▶ [Document excerpt]:
···
The source of the notice to New York about trains and subways is a man detained in Pakistan who was questioned by the FBI on a range of subjects, U.S. officials told NBC News.
 
During the course of the questioning, he volunteered that he heard discussions about a month ago among al Qaeda operatives about their desire to stage bomb attacks on New York trains and subways around the holidays.
 
Among those that he said he had overheard, authorities said, were people who claimed to have some familiarly with Long Island, presumably from having been there at some point.
 
The source was not the usual Internet chatter or a walk-in to an embassy.
 
However, NBC News has learned that has not been enough time to check out the man's story.
 
The FBI and Homeland Security felt that they had to notify NYPD immediately. They are not sure whether the man really heard what he claimed and, if so, whether the people he heard talking were merely describing their desires or talking about something more concrete.

While federal agencies regularly issue all sorts of advisory warnings, the language of this one is particularly blunt.

The Big Apple's tightly packed passenger trains and subway cars have long been a source of concern for cops -- and a tempting target for would-be terrorists -- but there is often disagreement as to how seriously authorities should take specific intelligence reports.

NYPD spokesman Paul Browne said additional resources were being deployed in the mass transit system in an "abundance of caution," a common response when police receive new information about a threat.

The Metropolitan Transportation Authority, which oversees the city's 468 stations and 6,480 subway cars, released a statement saying there was "no reason to be alarmed."

Commuters riding the rails said they were used to warnings of possible terror attacks but could not afford to change their routine everytime someone sounds an alarm.

"I could get hit by a truck, too, so it doesn't bother me," said 57-year-old Paul Greenwald, a phone technician from Long Island, as he bought a subway pass at the Pennsylvania Station transit hub. "I gotta live my life."

Edward Lipinsky, 60, of Brooklyn, also said he wasn't afraid.

"Maybe if they had more specifics I would have fear, but right now just hearing about a terror warning is not enough to send chills down my spine," he said as he exited the subway station at Rockefeller Center.

The police and MTA have tried to bolster security in recent years.

Uniformed police are a common sight on Manhattan subway platforms, and officers occasionally set up checkpoints to inspect travelers' bags.

There are signs everywhere warning passengers to be on the lookout for unattended packages. At major transport hubs, passengers can sometimes see police or soldiers carrying rifles.
 
Those precautions, and others, have made some people feel somewhat safer.

"I'm sure the government is doing a lot of security and you can see a lot of police at the station," one subway rider, Alvaro Castro, said Wednesday.

Maderal, the dance and yoga instructor interviewed at a Brooklyn subway stop with her mother, says the chatter about terrorists doesn't panic her. "I wasn't here during Sept. 11 so I don't come from that sense of insecurity," she said.

Her mother, Elaine Maderal, who was visiting from Detroit, said she worries about her two daughters living in Brooklyn. She'll be a "little more careful" in the wake of the terror threat but said she was something of a fatalist after a tree fell on her house.

"It's one more example that we're not in control," the mother said.
···
▶ [Source material]:
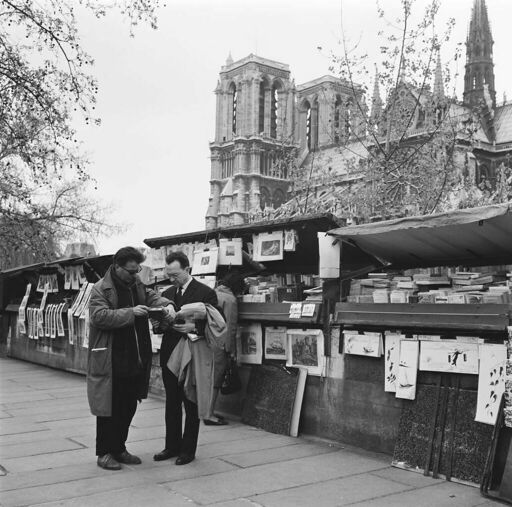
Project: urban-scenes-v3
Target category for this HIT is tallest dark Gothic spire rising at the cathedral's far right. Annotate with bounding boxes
[464,0,496,107]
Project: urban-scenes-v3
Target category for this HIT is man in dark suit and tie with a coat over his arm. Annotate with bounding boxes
[153,252,217,465]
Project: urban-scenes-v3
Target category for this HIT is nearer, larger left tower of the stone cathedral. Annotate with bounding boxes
[206,54,295,229]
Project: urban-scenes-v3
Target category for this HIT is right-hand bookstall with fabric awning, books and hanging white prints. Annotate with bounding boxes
[328,204,512,497]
···
▶ [Questions to answer]:
1. From the article about the New York subway threat, reproduce the passage starting with "There are signs" and going on through "Castro, said Wednesday.".
2. List every person the article about the New York subway threat identifies by both a first and a last name.
3. According to the article about the New York subway threat, how many subway cars does the Metropolitan Transportation Authority oversee?

▶ [Per-task outputs]:
1.
There are signs everywhere warning passengers to be on the lookout for unattended packages. At major transport hubs, passengers can sometimes see police or soldiers carrying rifles.
 
Those precautions, and others, have made some people feel somewhat safer.

"I'm sure the government is doing a lot of security and you can see a lot of police at the station," one subway rider, Alvaro Castro, said Wednesday.

2. Paul Browne, Paul Greenwald, Edward Lipinsky, Alvaro Castro, Elaine Maderal

3. 6,480 subway cars.